### Your goal
The output must be the line with "Where can the dirt" and every following line to the end of the material, exactly as they appear, and nothing else.

******

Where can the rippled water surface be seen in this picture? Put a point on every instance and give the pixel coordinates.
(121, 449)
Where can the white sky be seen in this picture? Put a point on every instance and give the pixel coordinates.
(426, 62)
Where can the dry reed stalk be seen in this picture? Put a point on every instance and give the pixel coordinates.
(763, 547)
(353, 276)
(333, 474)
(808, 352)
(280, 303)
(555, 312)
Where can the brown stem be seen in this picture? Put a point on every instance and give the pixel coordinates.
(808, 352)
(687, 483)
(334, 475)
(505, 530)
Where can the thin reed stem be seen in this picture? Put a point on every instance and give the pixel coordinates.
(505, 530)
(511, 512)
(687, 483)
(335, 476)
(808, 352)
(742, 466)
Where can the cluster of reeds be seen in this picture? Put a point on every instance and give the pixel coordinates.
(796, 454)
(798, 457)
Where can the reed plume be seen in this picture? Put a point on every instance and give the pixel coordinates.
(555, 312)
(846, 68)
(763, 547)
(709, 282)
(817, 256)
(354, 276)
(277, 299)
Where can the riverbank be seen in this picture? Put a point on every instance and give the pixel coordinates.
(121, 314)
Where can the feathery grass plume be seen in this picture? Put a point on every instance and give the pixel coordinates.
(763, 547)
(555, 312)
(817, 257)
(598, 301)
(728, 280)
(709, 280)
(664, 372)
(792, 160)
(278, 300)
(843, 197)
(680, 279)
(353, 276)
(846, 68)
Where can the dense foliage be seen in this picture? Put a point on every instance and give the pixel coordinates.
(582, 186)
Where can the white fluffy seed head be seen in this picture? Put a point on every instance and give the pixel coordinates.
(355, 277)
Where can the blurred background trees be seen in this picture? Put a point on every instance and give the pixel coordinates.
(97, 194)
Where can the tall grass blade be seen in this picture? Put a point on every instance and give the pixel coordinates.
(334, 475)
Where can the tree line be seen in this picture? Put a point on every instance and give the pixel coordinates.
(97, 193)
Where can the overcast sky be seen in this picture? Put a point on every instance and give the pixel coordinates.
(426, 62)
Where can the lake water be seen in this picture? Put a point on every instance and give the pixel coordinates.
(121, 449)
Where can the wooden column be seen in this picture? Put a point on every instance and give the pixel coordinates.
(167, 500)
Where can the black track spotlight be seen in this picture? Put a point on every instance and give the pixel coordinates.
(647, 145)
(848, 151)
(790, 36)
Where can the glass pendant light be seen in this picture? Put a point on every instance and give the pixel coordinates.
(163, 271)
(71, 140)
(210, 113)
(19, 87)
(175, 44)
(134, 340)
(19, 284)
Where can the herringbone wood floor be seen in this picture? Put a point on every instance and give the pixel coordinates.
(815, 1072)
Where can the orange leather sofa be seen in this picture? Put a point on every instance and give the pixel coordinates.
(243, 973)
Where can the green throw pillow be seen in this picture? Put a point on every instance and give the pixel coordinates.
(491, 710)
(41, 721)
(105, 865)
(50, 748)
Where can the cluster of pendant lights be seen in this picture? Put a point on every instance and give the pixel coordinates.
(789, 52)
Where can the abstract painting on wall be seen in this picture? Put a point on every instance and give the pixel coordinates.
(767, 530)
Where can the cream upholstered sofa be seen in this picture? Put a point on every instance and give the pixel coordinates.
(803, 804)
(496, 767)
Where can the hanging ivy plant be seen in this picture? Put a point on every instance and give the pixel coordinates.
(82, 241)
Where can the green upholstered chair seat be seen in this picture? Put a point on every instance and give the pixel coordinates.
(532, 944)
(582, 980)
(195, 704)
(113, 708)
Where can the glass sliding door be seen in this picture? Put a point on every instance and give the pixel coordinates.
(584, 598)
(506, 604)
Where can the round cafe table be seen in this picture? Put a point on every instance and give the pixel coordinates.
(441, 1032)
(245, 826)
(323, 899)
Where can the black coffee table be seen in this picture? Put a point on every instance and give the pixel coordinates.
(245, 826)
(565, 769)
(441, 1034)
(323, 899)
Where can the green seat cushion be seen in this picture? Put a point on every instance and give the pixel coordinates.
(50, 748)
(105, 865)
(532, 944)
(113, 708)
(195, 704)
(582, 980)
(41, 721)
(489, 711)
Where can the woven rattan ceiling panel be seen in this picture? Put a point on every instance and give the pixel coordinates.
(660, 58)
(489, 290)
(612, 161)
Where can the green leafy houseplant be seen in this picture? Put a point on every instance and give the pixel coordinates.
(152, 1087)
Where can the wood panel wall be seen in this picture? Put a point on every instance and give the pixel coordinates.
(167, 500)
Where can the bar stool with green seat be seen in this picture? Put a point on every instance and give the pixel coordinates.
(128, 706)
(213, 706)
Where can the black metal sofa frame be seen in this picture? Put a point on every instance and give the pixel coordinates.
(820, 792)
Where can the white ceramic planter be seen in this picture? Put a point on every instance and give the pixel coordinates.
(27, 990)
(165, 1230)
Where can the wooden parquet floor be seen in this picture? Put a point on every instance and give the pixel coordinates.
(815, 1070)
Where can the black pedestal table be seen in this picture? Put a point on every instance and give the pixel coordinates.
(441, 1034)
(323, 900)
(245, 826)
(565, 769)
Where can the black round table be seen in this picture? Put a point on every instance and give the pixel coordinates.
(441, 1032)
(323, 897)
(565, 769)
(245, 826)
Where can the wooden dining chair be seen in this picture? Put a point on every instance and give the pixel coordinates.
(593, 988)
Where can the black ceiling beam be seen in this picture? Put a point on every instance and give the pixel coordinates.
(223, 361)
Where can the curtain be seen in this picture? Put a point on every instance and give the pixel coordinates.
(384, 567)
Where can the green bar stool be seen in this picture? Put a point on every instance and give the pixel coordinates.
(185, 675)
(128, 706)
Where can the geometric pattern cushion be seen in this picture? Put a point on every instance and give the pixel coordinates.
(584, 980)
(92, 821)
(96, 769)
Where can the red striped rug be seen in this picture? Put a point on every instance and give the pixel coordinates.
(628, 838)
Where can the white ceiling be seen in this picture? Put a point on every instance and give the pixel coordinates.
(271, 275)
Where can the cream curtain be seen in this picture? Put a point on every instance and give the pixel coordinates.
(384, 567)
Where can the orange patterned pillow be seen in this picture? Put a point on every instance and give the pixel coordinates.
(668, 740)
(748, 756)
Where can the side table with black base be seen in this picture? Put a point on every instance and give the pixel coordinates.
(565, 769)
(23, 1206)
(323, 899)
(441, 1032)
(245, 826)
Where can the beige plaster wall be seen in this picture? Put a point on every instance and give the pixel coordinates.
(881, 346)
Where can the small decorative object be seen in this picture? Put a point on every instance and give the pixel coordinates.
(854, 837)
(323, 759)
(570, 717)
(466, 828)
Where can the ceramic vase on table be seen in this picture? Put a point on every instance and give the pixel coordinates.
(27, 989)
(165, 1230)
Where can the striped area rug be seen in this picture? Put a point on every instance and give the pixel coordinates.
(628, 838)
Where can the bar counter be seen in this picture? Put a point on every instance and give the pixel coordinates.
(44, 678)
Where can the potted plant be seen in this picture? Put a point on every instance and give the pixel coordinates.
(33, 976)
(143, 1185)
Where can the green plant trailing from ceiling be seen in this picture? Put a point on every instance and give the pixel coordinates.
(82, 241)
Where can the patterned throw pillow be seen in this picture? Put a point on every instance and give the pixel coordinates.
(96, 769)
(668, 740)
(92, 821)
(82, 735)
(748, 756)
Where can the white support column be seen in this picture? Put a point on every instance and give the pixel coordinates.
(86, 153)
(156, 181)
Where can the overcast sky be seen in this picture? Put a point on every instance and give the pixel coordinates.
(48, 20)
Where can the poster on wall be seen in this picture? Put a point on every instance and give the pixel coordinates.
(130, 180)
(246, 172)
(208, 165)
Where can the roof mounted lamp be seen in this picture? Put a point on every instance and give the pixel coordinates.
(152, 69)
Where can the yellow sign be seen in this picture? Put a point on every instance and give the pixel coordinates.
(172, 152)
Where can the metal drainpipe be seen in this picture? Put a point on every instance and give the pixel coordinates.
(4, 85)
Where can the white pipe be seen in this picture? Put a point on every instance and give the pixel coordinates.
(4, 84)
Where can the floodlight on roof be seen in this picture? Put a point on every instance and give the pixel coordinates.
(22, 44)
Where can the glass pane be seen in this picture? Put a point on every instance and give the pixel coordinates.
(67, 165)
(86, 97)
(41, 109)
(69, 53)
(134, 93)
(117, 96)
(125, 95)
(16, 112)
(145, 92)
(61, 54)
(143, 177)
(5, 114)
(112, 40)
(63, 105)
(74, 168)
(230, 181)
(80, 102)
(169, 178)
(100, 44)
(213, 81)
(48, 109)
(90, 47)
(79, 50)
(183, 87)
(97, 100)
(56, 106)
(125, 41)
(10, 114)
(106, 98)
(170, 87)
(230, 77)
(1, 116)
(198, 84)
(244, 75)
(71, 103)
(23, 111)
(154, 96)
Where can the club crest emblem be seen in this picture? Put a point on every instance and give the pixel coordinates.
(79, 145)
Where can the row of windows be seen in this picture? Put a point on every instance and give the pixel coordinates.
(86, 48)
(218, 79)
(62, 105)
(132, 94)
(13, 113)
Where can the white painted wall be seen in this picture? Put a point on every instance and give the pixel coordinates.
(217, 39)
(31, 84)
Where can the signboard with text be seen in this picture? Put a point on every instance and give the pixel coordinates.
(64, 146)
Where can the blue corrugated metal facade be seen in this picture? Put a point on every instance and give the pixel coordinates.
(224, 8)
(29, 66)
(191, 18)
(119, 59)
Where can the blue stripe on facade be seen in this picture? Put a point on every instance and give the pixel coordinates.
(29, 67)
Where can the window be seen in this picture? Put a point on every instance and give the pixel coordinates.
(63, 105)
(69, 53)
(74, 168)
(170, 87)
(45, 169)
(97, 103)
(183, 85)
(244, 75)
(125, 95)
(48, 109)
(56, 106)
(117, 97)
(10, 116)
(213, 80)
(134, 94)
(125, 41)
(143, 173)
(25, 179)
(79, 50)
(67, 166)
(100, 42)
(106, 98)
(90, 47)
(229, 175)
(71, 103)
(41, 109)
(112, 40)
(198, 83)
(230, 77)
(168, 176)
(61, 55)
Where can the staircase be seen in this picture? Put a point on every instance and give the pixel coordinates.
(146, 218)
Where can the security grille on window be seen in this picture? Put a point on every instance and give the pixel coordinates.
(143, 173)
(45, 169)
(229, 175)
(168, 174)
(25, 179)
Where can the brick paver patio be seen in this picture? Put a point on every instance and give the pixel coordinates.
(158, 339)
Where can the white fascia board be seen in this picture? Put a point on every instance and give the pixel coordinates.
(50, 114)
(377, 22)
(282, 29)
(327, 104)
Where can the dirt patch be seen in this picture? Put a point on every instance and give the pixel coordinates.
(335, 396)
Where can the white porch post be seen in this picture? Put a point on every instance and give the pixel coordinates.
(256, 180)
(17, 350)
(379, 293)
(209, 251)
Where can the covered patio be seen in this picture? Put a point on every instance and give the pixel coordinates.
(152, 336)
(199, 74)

******

### Your solution
Where can the dirt patch be seen in this picture? Put a point on every instance and give the pixel coordinates.
(335, 396)
Where can the white porch post be seen in this picture? Put a point on every instance and give the pixel coordinates.
(256, 180)
(17, 350)
(379, 293)
(209, 251)
Where can the covered patio be seen in this picture? Put a point on every instance and give the pixel coordinates.
(152, 336)
(199, 74)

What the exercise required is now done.